Texto para leitura:
------

Uma forte pressão política junto ao governo Lula (PT) tenta frear a desintrusão. A pressão é feita por prefeituras como a de São Félix do Xingu (PA), onde está Apyterewa, por parlamentares e por integrantes do governo do Pará.
Esse movimento tenta apagar a existência dos mais de 700 indígenas parakanãs que vivem na terra Apyterewa, onde invasores já derrubaram mais de 100 mil hectares de floresta amazônica. Mais de 70 mil hectares viraram pastagem, segundo dado citado nas denúncias do MPF.
"A evolução do desmatamento está diretamente relacionada à grilagem de terras e à pecuária extensiva", afirmaram os procuradores da República.
O governo federal, diante da resistência de invasores, estabeleceu um prazo para a saída voluntária, com bens e gado: até o próximo dia 31. O comunicado afirma que a decisão judicial determina retirada imediata, mas que haverá o prazo -de quase um mês ao todo- para que as famílias deixem as terras indígenas.
Um cadastro dos posseiros vem sendo feito por equipes do Incra (Instituto Nacional de Colonização e Reforma Agrária). A desintrusão está prevista para durar 90 dias, com permanência de ações para evitar o retorno de invasores.
Entre os denunciados pelo MPF à Justiça, está Cleidimar Gama Rabelo, a Cleidi Capanema, que foi vice-prefeita de São Félix do Xingu de 2013 a 2016. Segundo a acusação criminal, ela é detentora do Sítio Capanema, dentro da terra Apyterewa, e exerceu ilegalmente a atividade pecuária no território.
Guias de trânsito animal, citadas na denúncia, mostram que Cleidimar movimentou 1.859 cabeças de gado "oriundas da área ilegalmente ocupada na terra indígena". Desse total, 94 foram para imóvel rural da Marfrig Global Foods, em 30 e 31 de julho de 2019.
Cleidimar não respondeu aos questionamentos da reportagem.
Em nota, a Marfrig, que se descreve como líder global na produção de hambúrguer e segunda maior produtora de carne bovina do mundo, afirmou ter identificado o fornecimento de gado do Sítio Capanema em sua base de dados, em agosto de 2019.
"Na época, a propriedade se encontrava totalmente regular e aderente aos compromissos socioambientais assumidos pela empresa." A Marfrig disse ainda que não compra animais de propriedades localizadas em terras indígenas, "em hipótese alguma".
"A companhia não tem originação no Pará desde que encerrou suas operações no estado, em março de 2020. A empresa reiterou seus compromissos de ter uma cadeia de fornecimento 100% rastreável e livre de desmatamento."

------

Material apresentado:
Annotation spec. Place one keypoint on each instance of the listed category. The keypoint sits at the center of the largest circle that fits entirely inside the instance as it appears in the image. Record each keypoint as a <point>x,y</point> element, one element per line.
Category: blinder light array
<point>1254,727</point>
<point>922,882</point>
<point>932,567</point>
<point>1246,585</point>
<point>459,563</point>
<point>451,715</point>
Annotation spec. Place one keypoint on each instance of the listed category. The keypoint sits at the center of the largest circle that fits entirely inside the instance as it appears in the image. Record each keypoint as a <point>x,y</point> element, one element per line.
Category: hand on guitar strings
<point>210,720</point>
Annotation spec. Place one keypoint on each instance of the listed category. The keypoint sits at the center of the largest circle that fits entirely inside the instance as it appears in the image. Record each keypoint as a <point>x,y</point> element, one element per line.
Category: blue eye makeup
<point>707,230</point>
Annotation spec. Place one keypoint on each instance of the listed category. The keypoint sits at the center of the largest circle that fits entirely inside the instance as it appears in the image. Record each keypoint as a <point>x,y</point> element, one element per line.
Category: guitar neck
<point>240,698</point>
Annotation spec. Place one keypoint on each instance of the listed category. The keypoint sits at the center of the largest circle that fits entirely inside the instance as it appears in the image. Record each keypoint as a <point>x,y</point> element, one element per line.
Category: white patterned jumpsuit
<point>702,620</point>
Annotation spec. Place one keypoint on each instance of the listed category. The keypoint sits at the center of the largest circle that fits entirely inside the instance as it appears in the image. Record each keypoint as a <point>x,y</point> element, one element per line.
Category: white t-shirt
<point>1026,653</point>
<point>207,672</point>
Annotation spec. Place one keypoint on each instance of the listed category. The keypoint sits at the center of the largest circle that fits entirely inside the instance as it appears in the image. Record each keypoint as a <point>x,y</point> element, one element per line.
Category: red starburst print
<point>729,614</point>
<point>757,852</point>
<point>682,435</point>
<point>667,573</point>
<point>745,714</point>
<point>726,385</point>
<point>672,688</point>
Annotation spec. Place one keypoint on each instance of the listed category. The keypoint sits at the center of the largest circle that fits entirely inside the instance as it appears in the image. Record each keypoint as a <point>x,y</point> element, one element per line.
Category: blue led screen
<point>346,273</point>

------

Tarefas propostas:
a) Com base no texto sobre a desintrusão da terra Apyterewa, explique em uma a três frases por que o governo federal fixou um prazo para a saída voluntária.
b) Segundo o texto sobre a desintrusão da terra Apyterewa, quantos hectares viraram pastagem?
c) Por favor, prossiga o texto sobre a desintrusão da terra Apyterewa a partir da sua última frase.

Respostas escritas:
a) O governo federal fixou o prazo diante da resistência de invasores. Embora a decisão judicial determine retirada imediata, o prazo, até o dia 31, dá às famílias quase um mês para deixarem as terras indígenas com bens e gado.

b) Mais de 70 mil hectares.

c)
Outro invasor da terra indígena, segundo o MPF, seria Quesede Teixeira Teles. A denúncia diz que ele é arrendatário da Fazenda Pontal Nova Vida, de onde partiram 280 cabeças de gado para outras propriedades.
Teles já foi chefe do escritório da Emater em Ourilândia do Norte (PA), conforme ato publicado no Diário Oficial do Pará em agosto de 2020.
A Emater não respondeu aos questionamentos da reportagem.
Uma terceira denúncia do MPF acusa de crimes o pecuarista Derly dos Santos Ramiro, "um dos fazendeiros mais influentes da Vila Renascer", segundo um dos boletins de desintrusão divulgados pelo governo federal. A vila é a que a força-tarefa do governo tenta desconstituir, por ter sido erguida ilegalmente dentro da terra indígena.
Ramiro foi preso no dia 3, por posse ilegal de arma de fogo. Conforme a denúncia do MPF, ele é apontado como dono da Fazenda Dois Irmãos, dentro da terra Apyterewa.
Em dez anos, 17 guias de trânsito animal foram emitidas por Ramiro para a movimentação de 2.001 cabeças de gado a outras fazendas, afirma a denúncia. Desse total, 16 animais tinham como destino um imóvel rural da FriGol S.A., em 29 de agosto de 2013.
A FriGol diz ser um dos cinco maiores frigoríficos do país, com mais de 450 mil bovinos ao ano. A empresa afirma exportar para mais de 60 países e ter receita bruta anual de R$ 3,7 bilhões.
"Há um flagrante equívoco do MPF", afirmou o advogado Vinicius Borba, que defende Ramiro na Justiça Federal. "Uma resolução da Funai elencou assentados de má-fé e o incluiu, mas ele não é um assentado da reforma agrária. Além disso, a posse é anterior à criação da terra indígena."
O advogado disse que o gado vendido não foi "via pecuária ilegal". Sobre a prisão por posse ilegal de arma de fogo, o cliente pagou fiança e foi liberado, conforme o defensor. Ramiro segue na terra indígena, segundo Borba.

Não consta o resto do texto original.